··· Input data

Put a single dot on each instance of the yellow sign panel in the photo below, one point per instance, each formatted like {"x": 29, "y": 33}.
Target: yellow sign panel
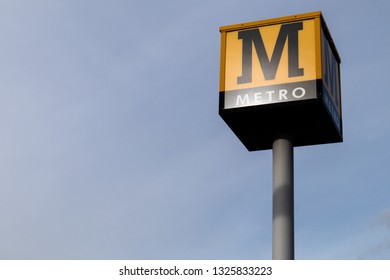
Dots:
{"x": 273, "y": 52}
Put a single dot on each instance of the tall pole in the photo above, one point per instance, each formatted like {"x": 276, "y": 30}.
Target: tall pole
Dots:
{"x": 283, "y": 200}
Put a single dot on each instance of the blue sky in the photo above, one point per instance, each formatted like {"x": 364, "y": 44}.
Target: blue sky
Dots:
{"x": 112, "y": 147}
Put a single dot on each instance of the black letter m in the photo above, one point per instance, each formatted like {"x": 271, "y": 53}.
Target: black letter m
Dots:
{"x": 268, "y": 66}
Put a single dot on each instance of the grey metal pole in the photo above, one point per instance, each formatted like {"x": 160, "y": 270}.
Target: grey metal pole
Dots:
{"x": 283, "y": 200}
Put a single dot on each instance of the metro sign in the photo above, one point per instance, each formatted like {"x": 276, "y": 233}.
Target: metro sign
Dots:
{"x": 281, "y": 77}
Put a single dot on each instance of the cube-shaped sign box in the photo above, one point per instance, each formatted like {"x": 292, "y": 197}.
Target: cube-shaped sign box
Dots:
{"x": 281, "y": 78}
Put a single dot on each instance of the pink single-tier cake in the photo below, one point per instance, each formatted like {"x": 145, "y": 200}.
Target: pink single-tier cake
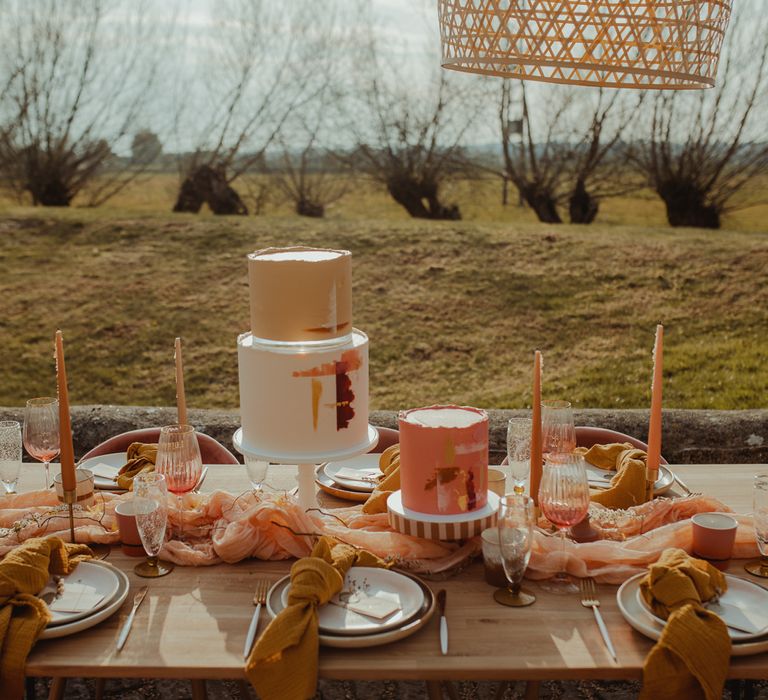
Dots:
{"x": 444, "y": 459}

······

Exercise -
Copy every item above word for word, leaving out the pictures.

Completed exercise -
Put a single dot on each instance of the yellow sign panel in the photo below, one point per instance, each formatted like {"x": 29, "y": 33}.
Target: yellow sign panel
Dots:
{"x": 273, "y": 52}
Put a single dot on each instance of the tall pole in the photo above, one point per instance, each formatted like {"x": 276, "y": 30}.
Target: tall pole
Dots:
{"x": 283, "y": 200}
Put a single dot on each instance of the blue sky in the photo above, one point per instance, each formatted like {"x": 364, "y": 44}.
Target: blue sky
Dots:
{"x": 112, "y": 147}
Put a single dot on each instance of the black letter m in the photo above, one point per instance, each formatted like {"x": 271, "y": 53}.
Target: black letter m
Dots:
{"x": 268, "y": 66}
Put a single dot on each instance of the grey metal pole in the photo above, one point per instance, each formatted like {"x": 160, "y": 270}.
Target: grey metal pole
Dots:
{"x": 283, "y": 200}
Put a single dot on each instance of the metro sign in the photo above, one point per instance, each formatted like {"x": 276, "y": 233}.
Target: metro sign
Dots:
{"x": 281, "y": 77}
Put a single dot on each instance of the cube-shaped sign box in the photo above, one point per instance, each formatted like {"x": 292, "y": 197}.
Target: cube-shaped sign box
Dots:
{"x": 281, "y": 78}
Put a single dot on each instance of the pink single-tier cake in the photo below, one point per instance, each formatted like {"x": 145, "y": 200}.
Target: pink single-tier cake
Dots:
{"x": 444, "y": 459}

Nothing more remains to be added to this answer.